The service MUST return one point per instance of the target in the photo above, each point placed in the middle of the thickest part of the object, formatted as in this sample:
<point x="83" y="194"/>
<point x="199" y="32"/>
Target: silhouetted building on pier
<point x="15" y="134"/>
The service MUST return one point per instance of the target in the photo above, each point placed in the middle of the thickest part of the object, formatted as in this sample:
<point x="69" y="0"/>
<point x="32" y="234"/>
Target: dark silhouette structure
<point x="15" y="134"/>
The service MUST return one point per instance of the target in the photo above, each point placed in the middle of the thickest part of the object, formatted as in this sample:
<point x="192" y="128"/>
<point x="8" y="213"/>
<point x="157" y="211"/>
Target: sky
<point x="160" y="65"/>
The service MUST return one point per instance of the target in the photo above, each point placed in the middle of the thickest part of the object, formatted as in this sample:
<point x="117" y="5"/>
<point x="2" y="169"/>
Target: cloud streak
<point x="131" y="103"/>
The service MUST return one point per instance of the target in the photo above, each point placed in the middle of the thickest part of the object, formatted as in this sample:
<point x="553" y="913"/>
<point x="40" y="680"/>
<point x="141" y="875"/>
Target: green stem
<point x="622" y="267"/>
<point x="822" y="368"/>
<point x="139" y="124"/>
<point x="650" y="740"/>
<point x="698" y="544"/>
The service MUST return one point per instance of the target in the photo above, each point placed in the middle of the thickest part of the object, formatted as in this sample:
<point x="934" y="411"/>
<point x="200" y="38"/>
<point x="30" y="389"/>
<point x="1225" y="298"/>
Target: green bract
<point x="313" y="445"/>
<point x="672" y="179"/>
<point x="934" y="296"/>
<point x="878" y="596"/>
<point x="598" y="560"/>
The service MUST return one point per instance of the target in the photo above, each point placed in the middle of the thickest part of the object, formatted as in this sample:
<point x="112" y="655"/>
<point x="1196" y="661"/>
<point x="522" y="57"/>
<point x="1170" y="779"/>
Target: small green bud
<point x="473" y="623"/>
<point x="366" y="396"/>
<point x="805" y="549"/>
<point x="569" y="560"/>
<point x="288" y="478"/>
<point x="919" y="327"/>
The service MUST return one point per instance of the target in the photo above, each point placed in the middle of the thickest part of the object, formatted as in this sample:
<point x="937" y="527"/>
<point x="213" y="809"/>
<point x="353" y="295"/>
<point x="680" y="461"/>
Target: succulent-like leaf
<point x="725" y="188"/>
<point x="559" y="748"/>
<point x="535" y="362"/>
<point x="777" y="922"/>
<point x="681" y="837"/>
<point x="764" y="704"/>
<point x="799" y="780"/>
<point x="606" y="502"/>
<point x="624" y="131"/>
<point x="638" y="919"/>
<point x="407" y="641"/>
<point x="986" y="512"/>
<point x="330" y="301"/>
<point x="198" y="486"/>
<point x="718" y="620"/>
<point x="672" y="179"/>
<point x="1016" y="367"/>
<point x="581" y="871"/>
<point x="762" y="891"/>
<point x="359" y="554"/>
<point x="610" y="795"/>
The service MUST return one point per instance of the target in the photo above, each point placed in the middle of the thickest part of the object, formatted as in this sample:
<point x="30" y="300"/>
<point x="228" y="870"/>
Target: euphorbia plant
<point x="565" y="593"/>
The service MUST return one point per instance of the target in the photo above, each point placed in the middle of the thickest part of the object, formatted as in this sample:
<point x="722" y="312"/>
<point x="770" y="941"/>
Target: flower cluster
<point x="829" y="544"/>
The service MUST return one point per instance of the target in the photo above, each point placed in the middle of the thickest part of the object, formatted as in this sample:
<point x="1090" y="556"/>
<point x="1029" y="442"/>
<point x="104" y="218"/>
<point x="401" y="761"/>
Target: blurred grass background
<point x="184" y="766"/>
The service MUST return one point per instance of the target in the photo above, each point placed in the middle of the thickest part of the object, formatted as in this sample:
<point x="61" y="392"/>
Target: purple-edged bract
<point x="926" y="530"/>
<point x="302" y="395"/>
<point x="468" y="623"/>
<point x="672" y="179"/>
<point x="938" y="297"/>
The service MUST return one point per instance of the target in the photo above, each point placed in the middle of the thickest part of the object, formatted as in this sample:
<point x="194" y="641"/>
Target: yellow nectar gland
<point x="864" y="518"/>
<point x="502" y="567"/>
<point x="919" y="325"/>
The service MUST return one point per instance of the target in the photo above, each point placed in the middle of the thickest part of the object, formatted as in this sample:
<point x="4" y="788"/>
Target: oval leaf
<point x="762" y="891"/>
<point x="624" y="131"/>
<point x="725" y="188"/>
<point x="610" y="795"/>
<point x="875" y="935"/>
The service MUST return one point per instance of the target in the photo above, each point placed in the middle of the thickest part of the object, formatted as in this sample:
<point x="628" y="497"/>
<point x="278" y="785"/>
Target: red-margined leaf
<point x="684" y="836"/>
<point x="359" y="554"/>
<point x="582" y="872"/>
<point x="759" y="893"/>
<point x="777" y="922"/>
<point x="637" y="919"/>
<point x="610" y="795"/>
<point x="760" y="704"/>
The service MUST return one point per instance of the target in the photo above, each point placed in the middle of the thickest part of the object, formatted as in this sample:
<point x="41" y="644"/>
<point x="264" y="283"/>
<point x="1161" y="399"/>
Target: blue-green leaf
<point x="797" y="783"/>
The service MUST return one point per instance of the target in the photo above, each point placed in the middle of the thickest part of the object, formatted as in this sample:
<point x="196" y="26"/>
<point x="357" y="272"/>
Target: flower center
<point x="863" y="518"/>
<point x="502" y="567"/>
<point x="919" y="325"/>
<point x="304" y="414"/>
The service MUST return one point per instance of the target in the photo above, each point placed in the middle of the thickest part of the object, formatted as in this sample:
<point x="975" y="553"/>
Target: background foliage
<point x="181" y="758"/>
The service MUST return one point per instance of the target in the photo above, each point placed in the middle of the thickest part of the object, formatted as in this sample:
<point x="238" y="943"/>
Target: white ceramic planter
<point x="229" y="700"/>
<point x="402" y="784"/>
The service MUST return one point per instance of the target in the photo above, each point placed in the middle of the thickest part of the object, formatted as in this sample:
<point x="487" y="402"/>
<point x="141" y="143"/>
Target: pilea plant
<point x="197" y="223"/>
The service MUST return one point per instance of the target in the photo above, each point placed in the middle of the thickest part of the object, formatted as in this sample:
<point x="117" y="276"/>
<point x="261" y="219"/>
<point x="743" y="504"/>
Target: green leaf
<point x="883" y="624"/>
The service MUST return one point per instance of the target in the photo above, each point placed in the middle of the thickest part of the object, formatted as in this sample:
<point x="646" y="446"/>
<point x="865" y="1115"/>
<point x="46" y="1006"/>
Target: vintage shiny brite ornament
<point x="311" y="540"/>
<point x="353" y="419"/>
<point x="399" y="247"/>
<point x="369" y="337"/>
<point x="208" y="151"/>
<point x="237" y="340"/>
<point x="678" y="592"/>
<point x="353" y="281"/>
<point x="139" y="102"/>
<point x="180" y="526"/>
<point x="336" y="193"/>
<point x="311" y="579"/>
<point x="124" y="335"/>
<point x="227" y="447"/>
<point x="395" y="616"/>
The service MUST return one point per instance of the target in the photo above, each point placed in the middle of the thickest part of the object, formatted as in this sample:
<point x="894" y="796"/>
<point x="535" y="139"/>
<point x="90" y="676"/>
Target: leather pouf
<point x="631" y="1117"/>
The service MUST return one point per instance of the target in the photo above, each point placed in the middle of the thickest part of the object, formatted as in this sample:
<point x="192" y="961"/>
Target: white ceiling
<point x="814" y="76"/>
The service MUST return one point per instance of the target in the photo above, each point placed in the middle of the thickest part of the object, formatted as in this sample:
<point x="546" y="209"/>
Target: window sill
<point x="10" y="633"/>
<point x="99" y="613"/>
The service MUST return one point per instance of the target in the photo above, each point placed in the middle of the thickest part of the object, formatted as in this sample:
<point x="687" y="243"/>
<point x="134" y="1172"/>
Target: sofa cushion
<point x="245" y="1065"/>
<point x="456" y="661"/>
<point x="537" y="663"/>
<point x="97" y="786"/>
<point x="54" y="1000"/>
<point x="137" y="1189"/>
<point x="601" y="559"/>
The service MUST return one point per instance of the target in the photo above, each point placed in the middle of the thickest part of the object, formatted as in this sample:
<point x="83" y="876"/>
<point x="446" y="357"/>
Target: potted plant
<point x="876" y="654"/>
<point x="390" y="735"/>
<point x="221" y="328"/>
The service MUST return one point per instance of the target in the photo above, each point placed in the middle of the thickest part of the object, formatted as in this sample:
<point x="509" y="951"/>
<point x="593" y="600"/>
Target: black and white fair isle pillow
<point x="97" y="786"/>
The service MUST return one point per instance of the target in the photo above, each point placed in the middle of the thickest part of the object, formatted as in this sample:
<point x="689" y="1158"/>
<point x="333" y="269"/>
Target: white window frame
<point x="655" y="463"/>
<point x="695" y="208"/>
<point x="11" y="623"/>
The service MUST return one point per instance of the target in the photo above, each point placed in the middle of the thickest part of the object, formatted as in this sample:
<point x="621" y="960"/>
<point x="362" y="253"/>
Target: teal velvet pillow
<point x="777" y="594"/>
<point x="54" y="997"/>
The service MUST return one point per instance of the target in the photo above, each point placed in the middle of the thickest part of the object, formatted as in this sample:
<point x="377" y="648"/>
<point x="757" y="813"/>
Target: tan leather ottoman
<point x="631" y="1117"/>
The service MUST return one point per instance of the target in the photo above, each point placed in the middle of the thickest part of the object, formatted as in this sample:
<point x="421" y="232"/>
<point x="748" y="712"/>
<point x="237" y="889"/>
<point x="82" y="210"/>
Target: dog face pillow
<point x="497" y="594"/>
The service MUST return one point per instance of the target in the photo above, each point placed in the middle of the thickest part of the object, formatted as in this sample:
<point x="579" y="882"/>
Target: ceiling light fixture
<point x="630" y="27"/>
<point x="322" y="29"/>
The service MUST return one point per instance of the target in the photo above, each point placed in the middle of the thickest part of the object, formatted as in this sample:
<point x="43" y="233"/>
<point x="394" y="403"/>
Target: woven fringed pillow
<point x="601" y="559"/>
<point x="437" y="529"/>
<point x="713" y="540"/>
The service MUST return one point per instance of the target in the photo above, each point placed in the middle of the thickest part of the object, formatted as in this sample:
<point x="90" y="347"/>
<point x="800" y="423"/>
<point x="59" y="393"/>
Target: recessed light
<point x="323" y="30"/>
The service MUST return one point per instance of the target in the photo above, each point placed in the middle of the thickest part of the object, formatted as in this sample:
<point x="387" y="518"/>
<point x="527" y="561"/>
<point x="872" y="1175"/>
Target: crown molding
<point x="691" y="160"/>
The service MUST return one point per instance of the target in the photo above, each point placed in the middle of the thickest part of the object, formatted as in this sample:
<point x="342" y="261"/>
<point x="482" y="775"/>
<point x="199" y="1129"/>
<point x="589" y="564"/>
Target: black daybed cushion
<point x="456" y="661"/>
-------
■ **What you will do**: Pick out each line of the records that contains the word "leaf", matching case exactly, and copy those lines.

■ **Result**:
Target: succulent-like leaf
Target: oval leaf
Target: red-margined leaf
Target: blue-green leaf
Target: green leaf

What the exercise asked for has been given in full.